*Document excerpt*
However, this is hardly part of a sustained trend. Shares are down over 75% from their 2014 highs even after this surge.
And honestly, why should investors expect a rally? Not only are there copious online options for storage products but category leaders Bed Bath & Beyond Inc. BBBY, +1.22% and Home Depot HD, +1.03% have moved into organizational gear in earnest. So even if you want to go to a bricks-and-mortar store, there’s fierce competition.
August’s pop is nice, but we’ve seen this movie before; Container Store has shrunk its way to short-term success but that is not a long-term plan for relevance. The good news is that its Elfa shelving unit may provide a lifeline for future sales in the home organizing space. But last fiscal year, Elfa third-party sales outside Container Store locations tallied just under $70 million — a meager 8% of its $857 million in total net sales.
That’s not encouraging of things to come if and when The Container Store is forced to cut some of its 90 locations.
Barnes & Noble
To be fair, the death of Barnes & Noble BKS, +1.01% has been anticipated for years. But while it’s tough to say precisely when this bookstore will go belly up, the end result is pretty much inevitable.
With operations consistently in the red and ugly sales trends adding to the pain — including a 5.1% revenue decline in its most recent quarter — it’s difficult to see a way out simply because of the math.
There are admittedly a few locations that seem to be doing fine, and outlasting rival Borders has allowed Barnes and Noble the ignominious distinction of being the last book chain standing before the might of Amazon. But after briefly touching $19 in 2015, shares are back under $7 apiece.
The company isn’t crippled by debt, with long-term obligations tallying just under $160 million compared with a market value of almost $500 billion and annual revenue north of $3.5 billion. But it’s hard to argue that Barnes & Noble is safe in the long term, or that it will ever return to dominance in the marketplace.
Abercrombie & Fitch
At the start of this year, it looked like Abercrombie & Fitch ANF, -0.85% was back on track. Shares began trending up in late 2017 and then kicked into high gear after fourth-quarter earnings; the stock jumped 7% immediately after its March report thanks to a big beat and better-than-expected same-store sales.
However, things have been far less rosy lately. Shares are down about 30% from recent highs because its most recent earnings, released at the end of August, showed decent profits but continued trouble on the top line. Worse, shares are less than half of where they were in 2014 and down more than 70% from 2011 highs.
That’s not entirely surprising since Abercrombie’s retail presence has been retreating as steadily as its share price. The company boasted just 870 stores as of the second quarter of this year, down from 1,069 at the beginning of 2011. About 40 locations were closed in 2017, and there were hints this spring that as many as 60 more could be shuttered this year.

*Excerpted records*
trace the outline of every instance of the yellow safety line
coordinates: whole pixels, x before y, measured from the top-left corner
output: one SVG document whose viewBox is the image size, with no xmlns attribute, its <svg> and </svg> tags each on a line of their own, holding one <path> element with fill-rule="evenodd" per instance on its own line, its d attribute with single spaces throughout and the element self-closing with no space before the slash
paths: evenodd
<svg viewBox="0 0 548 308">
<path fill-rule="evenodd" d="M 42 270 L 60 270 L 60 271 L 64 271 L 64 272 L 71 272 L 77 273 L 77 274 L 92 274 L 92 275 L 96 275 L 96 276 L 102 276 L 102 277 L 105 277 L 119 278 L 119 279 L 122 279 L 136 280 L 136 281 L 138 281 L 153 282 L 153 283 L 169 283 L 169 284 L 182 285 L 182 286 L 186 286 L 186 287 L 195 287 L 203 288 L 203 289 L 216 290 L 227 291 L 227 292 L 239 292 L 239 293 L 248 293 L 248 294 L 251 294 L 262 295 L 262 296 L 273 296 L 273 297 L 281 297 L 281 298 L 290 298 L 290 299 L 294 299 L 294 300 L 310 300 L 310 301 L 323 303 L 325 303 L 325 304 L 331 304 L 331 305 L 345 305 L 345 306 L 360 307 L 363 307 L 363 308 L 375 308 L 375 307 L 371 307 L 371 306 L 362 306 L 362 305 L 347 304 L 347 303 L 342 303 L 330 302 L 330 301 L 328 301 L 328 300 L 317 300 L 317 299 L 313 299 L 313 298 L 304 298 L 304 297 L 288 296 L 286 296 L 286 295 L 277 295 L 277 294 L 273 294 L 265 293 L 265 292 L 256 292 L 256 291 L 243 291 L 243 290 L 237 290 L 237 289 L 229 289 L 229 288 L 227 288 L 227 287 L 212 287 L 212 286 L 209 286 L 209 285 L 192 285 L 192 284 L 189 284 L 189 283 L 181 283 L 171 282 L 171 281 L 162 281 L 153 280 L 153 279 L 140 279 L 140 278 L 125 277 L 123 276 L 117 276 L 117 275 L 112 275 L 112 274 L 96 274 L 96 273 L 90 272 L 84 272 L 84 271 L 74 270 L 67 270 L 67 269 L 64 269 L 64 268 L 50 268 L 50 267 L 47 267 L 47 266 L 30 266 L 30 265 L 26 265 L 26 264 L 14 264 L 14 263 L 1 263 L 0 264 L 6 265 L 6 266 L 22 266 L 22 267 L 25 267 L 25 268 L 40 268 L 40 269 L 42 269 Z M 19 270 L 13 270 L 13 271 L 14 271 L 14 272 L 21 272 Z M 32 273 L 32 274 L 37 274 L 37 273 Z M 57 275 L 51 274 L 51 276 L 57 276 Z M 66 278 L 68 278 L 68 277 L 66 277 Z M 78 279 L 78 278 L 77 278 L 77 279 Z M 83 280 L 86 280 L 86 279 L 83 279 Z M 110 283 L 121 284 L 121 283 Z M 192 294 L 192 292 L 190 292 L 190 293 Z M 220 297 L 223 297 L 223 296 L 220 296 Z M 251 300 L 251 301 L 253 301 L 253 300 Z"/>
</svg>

*Required action 1*
In the retail article, give the passage starting at "And honestly, why" and ending at "its 90 locations." again, substituting "intense" for "fierce".
*Required action 2*
In the retail article, rewrite the paragraph beginning "That’s not entirely surprising since Abercrombie’s retail presence" as a short bulleted list that keeps its main facts.

*Response 1*
And honestly, why should investors expect a rally? Not only are there copious online options for storage products but category leaders Bed Bath & Beyond Inc. BBBY, +1.22% and Home Depot HD, +1.03% have moved into organizational gear in earnest. So even if you want to go to a bricks-and-mortar store, there’s intense competition.
August’s pop is nice, but we’ve seen this movie before; Container Store has shrunk its way to short-term success but that is not a long-term plan for relevance. The good news is that its Elfa shelving unit may provide a lifeline for future sales in the home organizing space. But last fiscal year, Elfa third-party sales outside Container Store locations tallied just under $70 million — a meager 8% of its $857 million in total net sales.
That’s not encouraging of things to come if and when The Container Store is forced to cut some of its 90 locations.

*Response 2*
- Abercrombie's retail presence has been shrinking as steadily as its share price.
- The company had 870 stores as of the second quarter of this year, down from 1,069 at the beginning of 2011.
- About 40 locations closed in 2017.
- There were hints this spring that as many as 60 more could close this year.